The data must be returned exactly. No line may be left out.

Referring expression pointing data:
****

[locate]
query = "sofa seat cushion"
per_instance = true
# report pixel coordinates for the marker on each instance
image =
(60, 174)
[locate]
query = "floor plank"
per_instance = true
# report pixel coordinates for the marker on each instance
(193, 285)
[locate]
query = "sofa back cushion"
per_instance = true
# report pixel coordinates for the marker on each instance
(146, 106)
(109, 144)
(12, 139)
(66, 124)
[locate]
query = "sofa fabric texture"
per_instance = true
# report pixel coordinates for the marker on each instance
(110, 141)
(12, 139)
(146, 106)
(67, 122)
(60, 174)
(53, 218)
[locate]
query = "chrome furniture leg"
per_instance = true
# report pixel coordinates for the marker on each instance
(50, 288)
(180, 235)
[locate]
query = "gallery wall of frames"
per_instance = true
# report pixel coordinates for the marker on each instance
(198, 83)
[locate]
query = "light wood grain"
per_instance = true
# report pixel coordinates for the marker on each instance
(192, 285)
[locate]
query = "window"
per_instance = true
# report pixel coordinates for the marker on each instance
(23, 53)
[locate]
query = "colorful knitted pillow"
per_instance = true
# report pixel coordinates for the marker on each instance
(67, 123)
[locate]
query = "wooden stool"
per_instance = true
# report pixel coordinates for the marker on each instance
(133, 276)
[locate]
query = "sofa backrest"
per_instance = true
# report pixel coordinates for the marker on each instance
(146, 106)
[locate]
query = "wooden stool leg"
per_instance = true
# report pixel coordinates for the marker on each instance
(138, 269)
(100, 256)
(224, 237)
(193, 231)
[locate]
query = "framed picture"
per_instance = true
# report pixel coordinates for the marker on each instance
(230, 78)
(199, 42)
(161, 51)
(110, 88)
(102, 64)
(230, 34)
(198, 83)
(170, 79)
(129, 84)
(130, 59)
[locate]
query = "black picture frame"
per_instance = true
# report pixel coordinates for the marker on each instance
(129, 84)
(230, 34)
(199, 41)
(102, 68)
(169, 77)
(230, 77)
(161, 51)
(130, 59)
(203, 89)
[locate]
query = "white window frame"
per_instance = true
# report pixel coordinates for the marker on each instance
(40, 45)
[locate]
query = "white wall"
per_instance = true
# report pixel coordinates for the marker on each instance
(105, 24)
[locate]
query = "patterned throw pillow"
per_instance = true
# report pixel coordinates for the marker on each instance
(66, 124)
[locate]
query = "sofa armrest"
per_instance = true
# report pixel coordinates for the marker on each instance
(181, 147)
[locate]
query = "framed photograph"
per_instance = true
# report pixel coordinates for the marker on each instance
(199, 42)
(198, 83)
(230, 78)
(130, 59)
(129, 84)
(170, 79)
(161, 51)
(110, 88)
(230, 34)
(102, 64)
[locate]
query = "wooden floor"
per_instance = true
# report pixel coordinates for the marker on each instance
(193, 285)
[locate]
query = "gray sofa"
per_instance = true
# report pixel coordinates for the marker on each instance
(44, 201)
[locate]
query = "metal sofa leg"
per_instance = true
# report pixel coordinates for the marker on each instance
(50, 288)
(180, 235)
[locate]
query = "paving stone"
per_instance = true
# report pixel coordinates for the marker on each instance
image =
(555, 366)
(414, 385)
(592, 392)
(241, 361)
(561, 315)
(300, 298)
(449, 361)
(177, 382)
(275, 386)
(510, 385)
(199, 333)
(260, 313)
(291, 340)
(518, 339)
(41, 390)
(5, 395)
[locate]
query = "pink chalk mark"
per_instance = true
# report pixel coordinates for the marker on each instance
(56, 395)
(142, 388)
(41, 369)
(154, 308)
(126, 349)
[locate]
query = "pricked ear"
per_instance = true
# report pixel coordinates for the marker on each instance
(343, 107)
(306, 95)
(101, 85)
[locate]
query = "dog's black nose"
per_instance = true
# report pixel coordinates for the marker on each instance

****

* Reply to the exercise *
[locate]
query = "sofa seat cushion"
per_instance = true
# report pixel coordinates for the marker on each instance
image =
(60, 174)
[locate]
query = "floor plank"
per_instance = true
# report pixel coordinates for the marker on each instance
(193, 285)
[locate]
query = "sofa back cushion"
per_instance = true
# report pixel coordinates for the marker on each instance
(146, 106)
(109, 144)
(12, 139)
(66, 124)
[locate]
query = "sofa fabric texture"
per_instance = true
# report pixel coordinates for the marker on each instance
(110, 141)
(12, 139)
(146, 106)
(67, 122)
(60, 174)
(53, 218)
[locate]
query = "chrome furniture leg"
per_instance = true
# report pixel coordinates for the marker on each instance
(50, 288)
(180, 235)
[locate]
query = "gallery wall of frames"
per_instance = true
# report pixel coordinates for the marker on each instance
(198, 83)
[locate]
query = "light wood grain"
per_instance = true
# report pixel coordinates for the marker on each instance
(192, 285)
[locate]
query = "window"
per_instance = true
# report pixel coordinates for the marker on each instance
(23, 53)
[locate]
query = "colorful knitted pillow"
per_instance = true
# report pixel coordinates for the marker on each instance
(67, 123)
[locate]
query = "wooden stool"
per_instance = true
# report pixel coordinates for the marker on each instance
(133, 276)
[locate]
query = "sofa backrest"
per_instance = true
# report pixel coordinates for the marker on each instance
(146, 106)
[locate]
query = "wooden stool leg"
per_instance = true
# report pixel coordinates for the marker on each instance
(138, 269)
(100, 256)
(224, 237)
(193, 231)
[locate]
query = "framed picture"
per_instance = true
# report pixel coordinates for the marker on each instance
(230, 78)
(199, 42)
(161, 51)
(110, 88)
(102, 64)
(230, 34)
(198, 83)
(170, 79)
(129, 84)
(130, 59)
[locate]
query = "black picture frame"
per_instance = true
# report pixel coordinates for the marker on each instance
(129, 84)
(230, 34)
(199, 41)
(102, 68)
(169, 77)
(230, 77)
(161, 51)
(130, 59)
(203, 89)
[locate]
query = "white window frame"
per_instance = true
# report pixel coordinates for the marker on each instance
(40, 45)
[locate]
query = "white wall"
per_instance = true
# report pixel coordinates for the marker on each instance
(105, 24)
[locate]
query = "patterned throw pillow"
per_instance = true
# report pixel coordinates for the marker on each instance
(66, 124)
[locate]
query = "sofa armrest"
per_instance = true
# report pixel coordinates for the marker on each instance
(181, 147)
[locate]
query = "framed photograph"
per_instance = true
# report pixel coordinates for the marker on each instance
(199, 42)
(198, 83)
(230, 78)
(130, 59)
(129, 84)
(170, 79)
(161, 51)
(110, 88)
(230, 34)
(102, 64)
[locate]
query = "wooden floor"
per_instance = true
# report pixel coordinates for the marker on each instance
(193, 285)
[locate]
query = "gray sofa"
per_instance = true
# report pixel coordinates for the marker on each instance
(44, 201)
[locate]
query = "metal sofa leg"
per_instance = true
# report pixel coordinates for the marker on each instance
(50, 288)
(180, 235)
[locate]
query = "paving stone"
per_instance = true
# report pixel coordinates for the marker on each instance
image =
(555, 366)
(414, 385)
(592, 392)
(241, 361)
(561, 315)
(300, 298)
(449, 361)
(177, 382)
(275, 386)
(510, 385)
(199, 333)
(260, 313)
(291, 340)
(518, 339)
(41, 390)
(5, 395)
[locate]
query = "pink chalk mark"
per_instance = true
# report pixel coordinates for the marker on each instance
(56, 395)
(142, 388)
(41, 369)
(154, 308)
(126, 349)
[locate]
query = "pricked ear"
per_instance = true
# report pixel coordinates for the marker on each instance
(343, 107)
(306, 95)
(101, 85)
[locate]
query = "dog's black nose"
per_instance = true
# report pixel coordinates for the marker on each instance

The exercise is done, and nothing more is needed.